# DATA FOR PROCESSING start
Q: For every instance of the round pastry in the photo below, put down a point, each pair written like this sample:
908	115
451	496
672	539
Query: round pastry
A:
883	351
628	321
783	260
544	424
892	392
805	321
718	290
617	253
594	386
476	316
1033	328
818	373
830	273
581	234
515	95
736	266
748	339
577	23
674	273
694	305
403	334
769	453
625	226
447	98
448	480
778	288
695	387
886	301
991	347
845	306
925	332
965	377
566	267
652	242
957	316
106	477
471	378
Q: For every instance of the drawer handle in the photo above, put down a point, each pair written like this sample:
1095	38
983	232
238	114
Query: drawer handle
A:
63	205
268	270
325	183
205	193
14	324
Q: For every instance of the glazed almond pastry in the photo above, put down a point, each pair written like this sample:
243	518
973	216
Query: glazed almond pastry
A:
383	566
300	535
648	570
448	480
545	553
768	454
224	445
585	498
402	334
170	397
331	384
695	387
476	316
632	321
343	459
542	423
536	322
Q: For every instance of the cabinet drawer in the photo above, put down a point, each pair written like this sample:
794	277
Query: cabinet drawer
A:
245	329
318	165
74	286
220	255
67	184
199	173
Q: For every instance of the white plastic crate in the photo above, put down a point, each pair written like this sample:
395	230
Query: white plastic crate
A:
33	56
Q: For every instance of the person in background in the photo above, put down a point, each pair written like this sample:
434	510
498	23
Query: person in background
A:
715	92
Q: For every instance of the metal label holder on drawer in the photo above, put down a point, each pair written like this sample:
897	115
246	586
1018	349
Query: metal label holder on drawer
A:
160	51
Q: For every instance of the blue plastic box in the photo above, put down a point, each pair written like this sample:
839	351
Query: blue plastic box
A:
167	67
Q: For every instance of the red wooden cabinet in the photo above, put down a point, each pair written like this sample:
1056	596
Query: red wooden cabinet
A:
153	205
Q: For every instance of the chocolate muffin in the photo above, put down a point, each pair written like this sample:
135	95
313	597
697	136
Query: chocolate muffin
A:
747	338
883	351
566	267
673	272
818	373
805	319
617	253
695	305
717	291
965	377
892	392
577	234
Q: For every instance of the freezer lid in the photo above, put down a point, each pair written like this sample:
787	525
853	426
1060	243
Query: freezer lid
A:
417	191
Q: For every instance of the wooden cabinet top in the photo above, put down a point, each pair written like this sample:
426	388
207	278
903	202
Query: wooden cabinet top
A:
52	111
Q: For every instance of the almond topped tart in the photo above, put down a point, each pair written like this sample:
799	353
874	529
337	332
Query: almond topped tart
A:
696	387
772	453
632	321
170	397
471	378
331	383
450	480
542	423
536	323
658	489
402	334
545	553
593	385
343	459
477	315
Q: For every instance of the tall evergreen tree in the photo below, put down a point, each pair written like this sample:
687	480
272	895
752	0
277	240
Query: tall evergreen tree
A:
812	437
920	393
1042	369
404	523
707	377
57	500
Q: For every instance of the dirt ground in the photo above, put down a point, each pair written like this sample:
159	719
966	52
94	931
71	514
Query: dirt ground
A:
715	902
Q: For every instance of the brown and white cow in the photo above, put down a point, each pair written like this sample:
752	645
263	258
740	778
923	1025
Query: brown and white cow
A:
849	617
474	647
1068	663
# DATA FOR PROCESSING end
→ GIVEN TASK: Copy the entire listing above line for line, with no changes.

→ CORRECT RESPONSE:
Q: For every instance of the round pastry in the photo below, put down a point, each pair written like this sample:
908	115
451	496
672	539
Query: round pastry
A:
883	351
628	321
783	260
544	424
892	392
805	321
718	290
617	253
594	386
476	316
1033	328
818	373
830	273
581	234
515	95
736	266
748	339
577	23
674	273
694	305
403	334
769	453
625	226
447	98
448	480
778	288
695	387
886	301
991	347
845	306
925	332
965	377
566	267
652	242
957	316
106	477
471	378
Q: For every instance of the drawer handle in the photo above, put down a point, each pair written like this sample:
1095	38
983	232
238	114
Query: drawer handle
A:
63	205
268	270
325	183
205	193
14	324
Q: For every instance of the glazed almond pastry in the photo above, put down a point, each pair written like this sample:
243	518
973	216
Query: glazed almond pastry
A:
383	566
300	535
648	570
448	480
545	553
768	454
224	445
585	498
402	334
170	397
331	384
695	387
476	316
632	321
343	459
542	423
536	322
Q: For every instance of the cabinet drawer in the photo above, put down a point, each pair written like this sample:
794	277
Query: cabinet drawer
A:
245	329
318	165
74	286
220	255
67	184
199	173
Q: For every instance of the white plastic crate in the photo above, put down a point, each pair written like this sample:
395	230
Query: white plastic crate
A:
33	56
Q: For every instance of the person in background in the photo above, put down a point, each pair written like this sample:
434	510
498	23
Query: person in background
A:
715	92
Q: For every instance of the metal label holder on drawer in the photo above, put down a point, each pair written like this sample:
897	115
246	586
1018	349
Query: metal label holder on drawer
A:
160	51
Q: For every instance of the blue plastic box in the photo above, put down a point, each pair written like this sample:
839	351
Query: blue plastic box
A:
167	67
Q: For every instance of the red wooden cabinet in the photo above, put down a point, each pair written like this sample:
1056	596
Query: red wooden cabinet
A:
153	205
Q: For every instance of the chocolate muffin in the photo above, put down a point, each pair written like this sample:
135	95
313	597
697	136
Query: chocolate muffin
A:
747	338
883	351
566	267
673	272
818	373
805	319
617	253
695	305
717	291
965	377
892	392
577	234
Q: For every instance of the freezer lid in the photo above, put down a point, each pair written like this sample:
787	525
853	426
1060	243
Query: freezer lid
A:
417	191
Q: For every instance of the wooden cabinet top in the photo above, put down a point, each pair written like this sample:
426	388
207	278
903	202
Query: wooden cabinet top
A:
52	111
Q: For every instance of the almond topped tart in the photo above, put down a point, each pair written like this sample:
799	353
874	529
337	332
Query: almond topped tart
A:
696	387
772	453
632	321
170	397
471	378
331	383
450	480
542	423
536	323
658	489
402	334
545	553
593	385
343	459
477	315
Q: For every instance of the tall evergreen tree in the photo below, put down a point, each pair written like this sample:
687	480
272	895
752	0
277	240
Query: tall evergreen tree
A:
812	437
920	393
1042	369
404	523
707	377
57	500
Q: For every instance of the dirt ground in the photo above, put down a point, each pair written like this sample:
159	719
966	52
94	931
71	514
Query: dirt ground
A:
715	902
Q: For every instance of the brown and white cow in the photo above, put down a point, each pair written like this sample:
752	645
263	258
740	778
923	1025
Query: brown and white cow
A:
849	617
474	647
1068	663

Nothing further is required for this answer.